REQUEST
Set down the material once more, exactly as it appears.

EXERCISE MATERIALS
_ _ _ _ _

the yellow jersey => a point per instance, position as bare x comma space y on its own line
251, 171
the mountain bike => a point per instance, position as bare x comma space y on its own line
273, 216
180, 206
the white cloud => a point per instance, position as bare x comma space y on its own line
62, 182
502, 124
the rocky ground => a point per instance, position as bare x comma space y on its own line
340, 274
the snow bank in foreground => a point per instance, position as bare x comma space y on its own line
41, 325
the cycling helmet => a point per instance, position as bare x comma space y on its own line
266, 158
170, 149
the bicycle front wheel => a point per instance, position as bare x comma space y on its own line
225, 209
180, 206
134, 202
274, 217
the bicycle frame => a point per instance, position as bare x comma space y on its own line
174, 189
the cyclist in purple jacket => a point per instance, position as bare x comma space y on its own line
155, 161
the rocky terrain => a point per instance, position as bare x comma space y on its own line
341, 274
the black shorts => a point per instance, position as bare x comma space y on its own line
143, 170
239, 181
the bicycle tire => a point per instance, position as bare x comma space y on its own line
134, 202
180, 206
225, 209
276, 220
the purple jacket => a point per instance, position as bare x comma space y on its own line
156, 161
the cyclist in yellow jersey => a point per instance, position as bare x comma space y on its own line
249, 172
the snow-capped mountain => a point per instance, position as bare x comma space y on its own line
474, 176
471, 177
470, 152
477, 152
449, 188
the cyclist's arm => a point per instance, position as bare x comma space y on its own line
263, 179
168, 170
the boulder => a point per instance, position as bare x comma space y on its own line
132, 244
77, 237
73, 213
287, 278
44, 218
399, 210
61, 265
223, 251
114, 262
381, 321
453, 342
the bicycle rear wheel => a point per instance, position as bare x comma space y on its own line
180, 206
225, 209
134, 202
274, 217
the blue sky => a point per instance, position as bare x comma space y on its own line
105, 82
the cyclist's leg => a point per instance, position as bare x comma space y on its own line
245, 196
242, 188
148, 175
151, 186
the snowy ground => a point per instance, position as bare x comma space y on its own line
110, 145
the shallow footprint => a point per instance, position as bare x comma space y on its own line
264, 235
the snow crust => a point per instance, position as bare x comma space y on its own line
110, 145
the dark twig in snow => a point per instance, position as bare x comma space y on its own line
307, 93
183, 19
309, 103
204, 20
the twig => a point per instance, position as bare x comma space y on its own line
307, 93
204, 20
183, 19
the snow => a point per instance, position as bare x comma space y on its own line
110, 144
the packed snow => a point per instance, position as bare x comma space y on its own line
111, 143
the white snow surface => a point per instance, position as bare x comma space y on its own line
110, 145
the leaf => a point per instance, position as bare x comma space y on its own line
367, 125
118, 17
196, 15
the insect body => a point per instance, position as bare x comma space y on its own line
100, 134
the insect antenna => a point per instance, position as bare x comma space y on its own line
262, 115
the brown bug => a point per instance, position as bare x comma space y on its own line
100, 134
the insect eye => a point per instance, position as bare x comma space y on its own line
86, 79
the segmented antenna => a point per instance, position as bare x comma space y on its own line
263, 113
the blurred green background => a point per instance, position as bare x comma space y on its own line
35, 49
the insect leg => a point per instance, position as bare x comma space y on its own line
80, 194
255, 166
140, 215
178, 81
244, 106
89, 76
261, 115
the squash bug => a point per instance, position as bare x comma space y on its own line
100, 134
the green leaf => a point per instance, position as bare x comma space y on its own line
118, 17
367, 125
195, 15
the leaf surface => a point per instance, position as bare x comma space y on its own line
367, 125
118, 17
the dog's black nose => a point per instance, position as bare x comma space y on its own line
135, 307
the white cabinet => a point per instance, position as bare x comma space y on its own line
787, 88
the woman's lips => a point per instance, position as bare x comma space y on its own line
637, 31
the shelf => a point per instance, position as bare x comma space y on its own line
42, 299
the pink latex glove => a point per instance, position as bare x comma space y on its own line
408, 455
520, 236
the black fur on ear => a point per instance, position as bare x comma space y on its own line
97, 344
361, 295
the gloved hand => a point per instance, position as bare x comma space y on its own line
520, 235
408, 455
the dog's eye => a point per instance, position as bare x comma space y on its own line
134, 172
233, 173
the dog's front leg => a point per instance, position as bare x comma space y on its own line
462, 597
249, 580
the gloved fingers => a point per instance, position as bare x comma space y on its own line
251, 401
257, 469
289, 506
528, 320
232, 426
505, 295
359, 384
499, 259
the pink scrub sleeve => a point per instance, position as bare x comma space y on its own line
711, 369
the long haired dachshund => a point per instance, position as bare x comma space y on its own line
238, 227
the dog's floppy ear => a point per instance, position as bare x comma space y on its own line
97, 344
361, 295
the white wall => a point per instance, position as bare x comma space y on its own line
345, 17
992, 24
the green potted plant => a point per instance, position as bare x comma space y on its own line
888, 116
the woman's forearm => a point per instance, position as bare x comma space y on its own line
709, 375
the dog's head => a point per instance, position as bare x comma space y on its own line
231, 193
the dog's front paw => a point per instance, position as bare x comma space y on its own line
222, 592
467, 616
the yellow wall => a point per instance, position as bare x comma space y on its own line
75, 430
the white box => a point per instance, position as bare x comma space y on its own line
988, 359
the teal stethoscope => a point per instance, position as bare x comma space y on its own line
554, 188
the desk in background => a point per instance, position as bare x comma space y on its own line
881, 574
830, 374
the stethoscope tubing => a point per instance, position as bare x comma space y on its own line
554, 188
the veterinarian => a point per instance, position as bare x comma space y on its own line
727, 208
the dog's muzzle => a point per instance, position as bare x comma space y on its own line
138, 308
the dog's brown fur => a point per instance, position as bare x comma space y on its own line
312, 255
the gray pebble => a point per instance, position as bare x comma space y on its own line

_ _ _ _ _

SOLVED PROBLEM
the yellow jersey => a point per instance, position as bare x comma space y on its own line
251, 171
the mountain bike => a point per instance, position as bare x comma space y on its own line
273, 216
180, 206
the white cloud => a point per instance, position as bare x comma space y on its own line
62, 182
502, 124
the rocky ground => a point per instance, position as bare x comma space y on its own line
340, 274
the snow bank in foreground => a point per instance, position as bare x comma space y on its own line
41, 325
the cycling helmet => a point per instance, position as bare x comma space y on its own line
266, 158
170, 149
the bicycle front wheel => a point per instance, position as bare x comma space y on its own line
225, 209
180, 206
134, 202
274, 217
the bicycle frame => a point per instance, position as bare x comma space y on its own line
174, 189
the cyclist in purple jacket => a point per instance, position as bare x comma space y on its own line
155, 161
the rocky terrain => a point per instance, position as bare x comma space y on its own line
341, 274
the black shorts => a point per instance, position as bare x comma space y on its own line
143, 170
239, 181
the bicycle tire => a point per instance, position as bare x comma space y on its own line
134, 202
180, 206
225, 209
276, 220
the purple jacket => a point per instance, position as bare x comma space y on its own line
156, 161
the cyclist in yellow jersey => a point per instance, position as bare x comma space y on its own line
249, 172
the snow-capped mountain => a point per instance, position as bare x comma space y on its own line
474, 176
471, 177
470, 152
477, 152
449, 188
the cyclist's arm => a point per instance, position as bare x comma space y on its own line
263, 179
168, 170
the boulder => a point per instance, position as bare x comma space y on its own line
132, 244
77, 237
73, 213
287, 278
44, 218
399, 210
61, 265
223, 251
114, 262
381, 321
453, 342
the bicycle rear wheel => a point per instance, position as bare x comma space y on its own line
180, 206
225, 209
134, 202
274, 217
the blue sky => a point per instance, position as bare x comma space y on its own line
105, 82
the cyclist's leg => a point per instance, position as bare x comma space y on its own line
245, 196
242, 188
148, 175
151, 186
the snowy ground => a point per instance, position as bare x comma space y on its own line
110, 145
the shallow footprint => a point per instance, position as bare x comma space y on its own line
264, 235
the snow crust => a point per instance, position as bare x comma space y on its own line
110, 145
the dark twig in snow => a point per instance, position as bare x comma space y on its own line
307, 93
183, 19
309, 103
204, 20
the twig => a point per instance, position as bare x comma space y on its own line
307, 93
204, 20
183, 19
the snow => a point per instance, position as bare x comma space y on its own line
110, 144
the packed snow => a point per instance, position as bare x comma space y on its own line
111, 143
the white snow surface => a point per instance, position as bare x comma space y on its own line
110, 145
the leaf => a point per instance, position as bare x comma space y on its own line
367, 125
118, 17
196, 15
the insect body => a point per instance, position as bare x comma space y on its own line
100, 134
the insect antenna => a point per instance, position as bare x comma space y on its own line
262, 115
the brown bug => a point per instance, position as bare x comma space y on its own line
100, 134
the insect eye => a point per instance, position as bare x comma space y on its own line
86, 79
the segmented antenna => a point per instance, position as bare x comma space y on its own line
263, 113
the blurred green background => a point per instance, position as bare x comma space y on its own line
35, 49
the insect leg => a point per instance, position as bare x comma space y on its own line
80, 194
255, 166
140, 215
178, 81
244, 106
89, 76
261, 115
the squash bug => a point per instance, position as bare x comma space y on its own line
100, 134
the green leaf => a point per instance, position as bare x comma space y on its own line
118, 17
367, 125
195, 15
the leaf surface => a point per instance, position as bare x comma space y on its own line
367, 125
118, 17
the dog's black nose => a point per instance, position as bare x comma space y on its own line
135, 307
the white cabinet => a point per instance, position as bare x comma space y on its own line
787, 88
the woman's lips => a point per instance, position as bare x comma space y on its own line
637, 31
the shelf => a point per instance, position as bare x comma space y on its own line
42, 299
the pink latex glove => a point per instance, position as bare x comma space y on its own line
408, 455
520, 236
the black fur on ear => a point per instance, position as bare x comma space y on its own line
97, 344
361, 295
the gloved hand => a point per instance, position as bare x comma space y on its own line
520, 235
408, 455
the dog's eye => a point per instance, position as bare x comma space y on its own line
134, 172
233, 173
the dog's front leg => a point per instance, position as bare x comma space y on its own line
462, 597
249, 580
the gloved fingers => a point per instance, position as bare x comma space y on its own line
251, 401
257, 469
289, 506
528, 320
232, 426
505, 295
359, 384
499, 259
the pink scrub sleeve => a point per instance, position as bare x comma space y on its own line
711, 369
the long haired dachshund => a point per instance, position as bare x comma space y on its own line
238, 227
the dog's floppy ear => a point per instance, position as bare x comma space y on its own line
97, 344
361, 295
the white wall => a point per instance, position as bare x comma space y on its own line
345, 17
992, 24
the green potted plant => a point per instance, position as bare x comma space y on its own line
888, 116
the woman's forearm => a point per instance, position as bare x comma space y on its own line
709, 375
the dog's head => a point per instance, position as bare x comma space y on its own line
231, 193
the dog's front paw => a point per instance, position as bare x comma space y on its own line
222, 592
467, 616
the yellow wall => a point per instance, position as bare x comma space y on its own line
75, 430
the white box => a point per instance, position as bare x comma space y on its own line
988, 359
the teal stethoscope => a point per instance, position as bare x comma space y on its own line
554, 188
the desk in background => a point per instance, position as bare x comma space y on its own line
881, 574
830, 374
the stethoscope tubing => a point per instance, position as bare x comma space y on its own line
554, 188
the veterinarian => a point per instance, position as bare x comma space y on its own line
727, 208
the dog's muzzle => a point per instance, position as bare x comma space y on its own line
138, 308
the dog's brown fur => a point per instance, position as bare x comma space y on its own line
312, 255
the gray pebble => a point per instance, position as bare x comma space y on its own line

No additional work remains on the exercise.